• **Source excerpt**:
* * * * *

The universe cannot rotate as a whole,


Galaxies do, why not the universe?

as such would have no meaning
unless a fixed aether composed of something other than what we can
detect and observer were introduced, and as we know there is no such
thing,


At least you present some reasonable logic with this.

Having nothing to rotate wrt the universe of matter and fields
thus is the only aether available, and as such anything rotating wrt the
universe is rotating absolutely wrt it.


But that doesn't mean the rest of the universe
causes inertia, and inertia must be an attribute of
the accelerated object, and centrifugal force is
_nothing_ but inertia.

If not for the existence of the
remainder of the matter in the universe, the bucket of water simply
could not spin and no centripetal force should therefore be evident.


Nonsense, even Newton knew the bucket experiment
would not work in the absence of gravity, that is why he
made another thought experiment using two rocks tied
together.

A straight line in space is defined by the metric, which in turn is
structured by the matter in the universe.


Nonsense, it is nonsense simply on the basis
of simplicity, nature must be simple, for the sake
of simplicity.
Simplicity is the most powerful argument that
can be put forth, and any effect of distant matter
on physics here is the most complex concept possible.

The effect of distant
galaxies on the local metric may be small when considered to act
directly, but it is not nonexistent.


The effect of the gravity of the sun is very evident,
but it is not due to an attraction, nor is it due to any
"force" acting. It is the very absence of any force
acting, and the absence of Mach's inertia that makes
the appearance of "a force acting" to produce gravity.

It's effect becomes greater
however as we expand the radius of what we are calling our local space,
up to the point of having sizable effects, such as in the gedanken
above, when applied indirectly to very local, even microscopic effects.


With gravity, which must be identical to inertia,
as the effects of gravity are those of inertia and _nothing_
else (except something matter here is doing), the effect
is an inverse square function, so expanding the radius
is not a good argument.

The angular acceleration of a tossed baseball is greatly influenced by
the Earth's gravity, to a lesser extent by Sun, etc. Our assumed
inertial frame becomes more precisely inertial as we take a broader and
broader perspective of our system, i.e. as we view events from a greater
distance.


We are a considerable distance from the center
of the Milky Way, is that a detectable thing?

The Sun is in turn orbiting the center of the Galaxy, which is
in turn is rotating, and moving through space wrt the greater whole. The
trajectory of the baseball, as viewed from the perimeter of the visible
universe is thus somewhat different than our simplistic perception of it
when considered as only a local sequence of events.


And it all can be explained by local intrinsic
attributes of matter and the simple workings of
nature.

It is also from
the perspective at the perimeter (the state of rest chosen to reflect a
net angular momentum of the universe of precisely zero) that angular
acceleration of the water in the bucket takes on its observed local
characteristics.


Without gravity the water would not stay in the
bucket, or at least without acceleration the water would
not stay in the bucket.

* * * * *

• **Data records**:
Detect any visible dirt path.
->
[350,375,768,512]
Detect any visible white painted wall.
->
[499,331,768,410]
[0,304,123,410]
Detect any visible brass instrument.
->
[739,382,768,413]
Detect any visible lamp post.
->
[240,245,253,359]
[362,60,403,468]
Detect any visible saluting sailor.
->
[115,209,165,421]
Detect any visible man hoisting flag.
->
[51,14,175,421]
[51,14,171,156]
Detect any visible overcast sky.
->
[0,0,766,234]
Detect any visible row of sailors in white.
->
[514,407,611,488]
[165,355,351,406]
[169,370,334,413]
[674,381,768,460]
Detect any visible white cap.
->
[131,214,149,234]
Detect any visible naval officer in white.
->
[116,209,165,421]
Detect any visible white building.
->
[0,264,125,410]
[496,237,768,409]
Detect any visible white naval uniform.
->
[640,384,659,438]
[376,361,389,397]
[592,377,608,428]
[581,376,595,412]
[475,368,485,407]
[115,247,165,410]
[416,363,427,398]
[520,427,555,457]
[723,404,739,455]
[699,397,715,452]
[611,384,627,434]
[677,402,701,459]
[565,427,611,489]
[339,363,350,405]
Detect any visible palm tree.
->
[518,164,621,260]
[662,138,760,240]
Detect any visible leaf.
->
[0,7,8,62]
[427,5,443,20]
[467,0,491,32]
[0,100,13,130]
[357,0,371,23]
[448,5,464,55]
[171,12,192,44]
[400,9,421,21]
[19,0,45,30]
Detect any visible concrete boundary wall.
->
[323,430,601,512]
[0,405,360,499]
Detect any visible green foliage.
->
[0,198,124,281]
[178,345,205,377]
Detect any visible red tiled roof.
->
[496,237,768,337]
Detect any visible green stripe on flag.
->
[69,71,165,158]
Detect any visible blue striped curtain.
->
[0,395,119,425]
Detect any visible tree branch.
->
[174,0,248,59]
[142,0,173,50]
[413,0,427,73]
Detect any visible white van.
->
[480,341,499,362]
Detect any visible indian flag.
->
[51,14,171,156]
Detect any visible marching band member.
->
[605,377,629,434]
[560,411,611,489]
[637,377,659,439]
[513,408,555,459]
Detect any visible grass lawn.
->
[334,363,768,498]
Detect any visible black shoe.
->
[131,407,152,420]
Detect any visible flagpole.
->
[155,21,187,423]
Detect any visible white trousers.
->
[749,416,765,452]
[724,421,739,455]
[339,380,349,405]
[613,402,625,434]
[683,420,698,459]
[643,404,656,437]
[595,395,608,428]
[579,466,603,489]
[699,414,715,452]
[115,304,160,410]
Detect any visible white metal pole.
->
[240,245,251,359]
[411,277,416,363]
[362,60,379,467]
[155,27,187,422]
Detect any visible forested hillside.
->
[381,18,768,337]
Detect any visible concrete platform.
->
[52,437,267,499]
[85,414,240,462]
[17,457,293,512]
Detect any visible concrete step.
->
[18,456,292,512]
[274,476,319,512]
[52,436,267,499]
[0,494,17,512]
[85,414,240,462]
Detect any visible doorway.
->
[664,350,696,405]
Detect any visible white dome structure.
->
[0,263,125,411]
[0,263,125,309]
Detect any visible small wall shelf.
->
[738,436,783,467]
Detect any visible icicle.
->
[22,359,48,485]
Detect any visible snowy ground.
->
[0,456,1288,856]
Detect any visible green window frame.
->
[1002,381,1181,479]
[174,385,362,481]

* * * * *

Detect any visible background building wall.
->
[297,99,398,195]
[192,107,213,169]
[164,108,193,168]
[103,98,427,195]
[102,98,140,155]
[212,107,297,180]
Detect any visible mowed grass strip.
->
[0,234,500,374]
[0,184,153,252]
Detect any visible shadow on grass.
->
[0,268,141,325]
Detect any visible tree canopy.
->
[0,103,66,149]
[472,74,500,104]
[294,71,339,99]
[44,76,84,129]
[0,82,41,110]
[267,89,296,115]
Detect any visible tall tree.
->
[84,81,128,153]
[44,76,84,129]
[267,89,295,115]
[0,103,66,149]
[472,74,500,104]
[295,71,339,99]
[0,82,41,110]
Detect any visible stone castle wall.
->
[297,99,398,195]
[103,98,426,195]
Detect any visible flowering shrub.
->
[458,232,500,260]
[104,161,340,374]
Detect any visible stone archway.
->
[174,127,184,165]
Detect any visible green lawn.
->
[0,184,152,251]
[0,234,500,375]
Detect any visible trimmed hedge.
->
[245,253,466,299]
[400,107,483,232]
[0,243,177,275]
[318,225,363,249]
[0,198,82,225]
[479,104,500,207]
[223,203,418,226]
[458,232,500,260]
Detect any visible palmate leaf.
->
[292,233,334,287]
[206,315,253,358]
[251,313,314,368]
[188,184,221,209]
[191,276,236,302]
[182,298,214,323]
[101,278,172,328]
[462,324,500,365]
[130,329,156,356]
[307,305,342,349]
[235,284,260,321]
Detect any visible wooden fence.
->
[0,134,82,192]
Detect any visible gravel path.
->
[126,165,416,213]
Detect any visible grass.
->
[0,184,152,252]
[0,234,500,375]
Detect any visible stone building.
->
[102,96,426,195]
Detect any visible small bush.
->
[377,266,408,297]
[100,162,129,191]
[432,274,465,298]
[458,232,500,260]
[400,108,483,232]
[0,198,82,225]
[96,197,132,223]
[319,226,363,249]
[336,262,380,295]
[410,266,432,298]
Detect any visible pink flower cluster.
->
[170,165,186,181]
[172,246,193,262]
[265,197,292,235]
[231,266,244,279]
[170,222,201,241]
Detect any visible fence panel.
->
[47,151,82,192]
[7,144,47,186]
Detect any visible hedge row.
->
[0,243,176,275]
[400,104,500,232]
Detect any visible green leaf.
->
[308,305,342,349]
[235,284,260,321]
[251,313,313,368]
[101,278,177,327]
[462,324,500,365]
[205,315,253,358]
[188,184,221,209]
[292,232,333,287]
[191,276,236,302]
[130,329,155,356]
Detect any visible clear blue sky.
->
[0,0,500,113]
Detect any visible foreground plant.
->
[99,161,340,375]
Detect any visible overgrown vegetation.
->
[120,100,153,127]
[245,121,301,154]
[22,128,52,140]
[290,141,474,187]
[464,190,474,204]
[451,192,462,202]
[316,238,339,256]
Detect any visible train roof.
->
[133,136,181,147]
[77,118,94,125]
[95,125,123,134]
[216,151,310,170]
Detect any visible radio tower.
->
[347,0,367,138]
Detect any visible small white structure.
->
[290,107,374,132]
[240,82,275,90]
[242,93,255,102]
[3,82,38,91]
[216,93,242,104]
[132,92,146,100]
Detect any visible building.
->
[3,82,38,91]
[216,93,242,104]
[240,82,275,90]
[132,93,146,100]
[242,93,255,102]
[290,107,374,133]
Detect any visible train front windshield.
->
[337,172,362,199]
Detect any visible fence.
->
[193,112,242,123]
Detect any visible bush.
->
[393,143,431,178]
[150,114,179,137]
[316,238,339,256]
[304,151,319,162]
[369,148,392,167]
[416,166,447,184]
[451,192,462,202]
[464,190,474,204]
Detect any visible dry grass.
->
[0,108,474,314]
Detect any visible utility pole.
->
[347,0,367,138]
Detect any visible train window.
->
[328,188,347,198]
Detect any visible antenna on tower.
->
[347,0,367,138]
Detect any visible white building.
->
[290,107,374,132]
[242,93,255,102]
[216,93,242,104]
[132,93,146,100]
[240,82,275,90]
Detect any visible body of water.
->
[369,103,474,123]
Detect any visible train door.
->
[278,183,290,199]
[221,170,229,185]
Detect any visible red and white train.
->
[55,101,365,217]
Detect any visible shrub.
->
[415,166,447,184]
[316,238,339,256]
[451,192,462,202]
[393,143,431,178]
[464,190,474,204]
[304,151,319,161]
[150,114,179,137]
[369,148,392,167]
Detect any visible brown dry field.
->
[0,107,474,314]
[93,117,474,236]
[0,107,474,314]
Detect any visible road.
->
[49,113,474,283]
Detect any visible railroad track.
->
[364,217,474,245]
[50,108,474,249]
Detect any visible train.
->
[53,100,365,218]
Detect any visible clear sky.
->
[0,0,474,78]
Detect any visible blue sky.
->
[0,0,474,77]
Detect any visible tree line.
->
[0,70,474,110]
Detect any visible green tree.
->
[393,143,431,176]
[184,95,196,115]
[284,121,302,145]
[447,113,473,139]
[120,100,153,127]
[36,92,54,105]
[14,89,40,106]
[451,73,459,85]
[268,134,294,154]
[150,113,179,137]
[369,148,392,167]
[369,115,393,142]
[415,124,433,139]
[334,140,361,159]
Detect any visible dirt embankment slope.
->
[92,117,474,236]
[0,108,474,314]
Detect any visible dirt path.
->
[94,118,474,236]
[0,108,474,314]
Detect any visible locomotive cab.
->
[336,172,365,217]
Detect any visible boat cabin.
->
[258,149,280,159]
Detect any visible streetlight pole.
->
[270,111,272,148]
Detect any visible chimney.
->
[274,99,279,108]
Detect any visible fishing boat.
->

* * * * *

• **Instructions**:
A – Reproduce the part of the debate on rotation and inertia starting with "The effect of the" and going on through "to produce gravity.".
B – For each statement, say whether it agrees with the debate on rotation and inertia. Answer yes or no, and quote the words from the debate that decide it.
(i) Newton devised a thought experiment using two rocks tied together.
(ii) The effect of gravity is described as an inverse cube function.
(iii) The Sun is described as orbiting the center of the Galaxy.
C – Carry the debate on rotation and inertia forward from the last sentence shown.
The records play no part in what comes next.

• **In response**:
A –
The effect of the gravity of the sun is very evident,
but it is not due to an attraction, nor is it due to any
"force" acting. It is the very absence of any force
acting, and the absence of Mach's inertia that makes
the appearance of "a force acting" to produce gravity.

B –
(i) Yes: "that is why he made another thought experiment using two rocks tied together."
(ii) No: "the effect is an inverse square function"
(iii) Yes: "The Sun is in turn orbiting the center of the Galaxy"

C –
See how simple it is to see that the effects of
gravity are the effects of inertia?
Mach's idea, or even Newton's conjecture of
support for Euclidean space is not simple, therefore
they can be countered on the basis of simplicity for
the sake of simplicity.
Actually, it is idiotic, moronic and bizarre to
argue that distant matter exerts any "forces" or
control over motion or changes in motion here.
For the sake of simplicity!

Though the effect of distant masses may appear to be
insignificant, by the interaction of successive layers of the envelope
with each other locally, an indirect strong influence perpetuates all
the way in to our position here on Earth.


Just the way Newton's attraction of gravity
propagates, but Einstein ditched that nonsense.

The layers are inertially geared together strongly via
local exchanges and weakly via long range interactions.


Gravity is not a long range "interaction", it
is simply the effect of inertia along with something
else which may not be known or considered.

Think about water spinning down a drain and the frictional
exchanges between layers in concentric cross sections. Keep in mind the
inverse square law of force as applied to gravitational and
electromagnetic fields, and thus the local field density is barely
altered directly by distant objects. It will take a small bit of
imagination to understand what I mean by field density.


Not if the "field' can be identified, which would
take a lot of invagination.
The flux density of starlight is easy to detect,
yet it is very small compared to the light of the sun,
but it is not imaginary.

Think in terms of flux density, same thing.


There is nothing about gravity or inertia
that is the same as "flux density".

By analogy, the ambient light energy
density that we experience locally is barely affected by distant
sources, and strongly by local sources, e.g. the Sun.


But it is well studied, and the many factors that
reduce the flux density of light from individual stars
are well understood.

I essentially only reiterating Einstein's own conclusions here.
namely that there is indeed a medium, but it isn't the medium
that was expected.


There is no medium, for the sake of simplicity.

Now here's another thought that might tie it together for you: Given
lorentz/fitzgerald contraction, it follows that if the universe were
more or less uniform in mass distribution wrt some frame of reference,
then in some other frame that approaches c wrt the first, the mass
density of the universe would approach infinity along the line of
motion.


The vast distance between galaxies compared
to the closeness of the stars of the Milky Way makes
your argument baseless.

At c the universe would drop to zero length in the direction of
motion, for that observer.


The view of the observer has nothing to do
with physics, it is part of relativity for other reasons.

That we observe uniformity suggest very
strongly that we are more or less at rest wrt the universe.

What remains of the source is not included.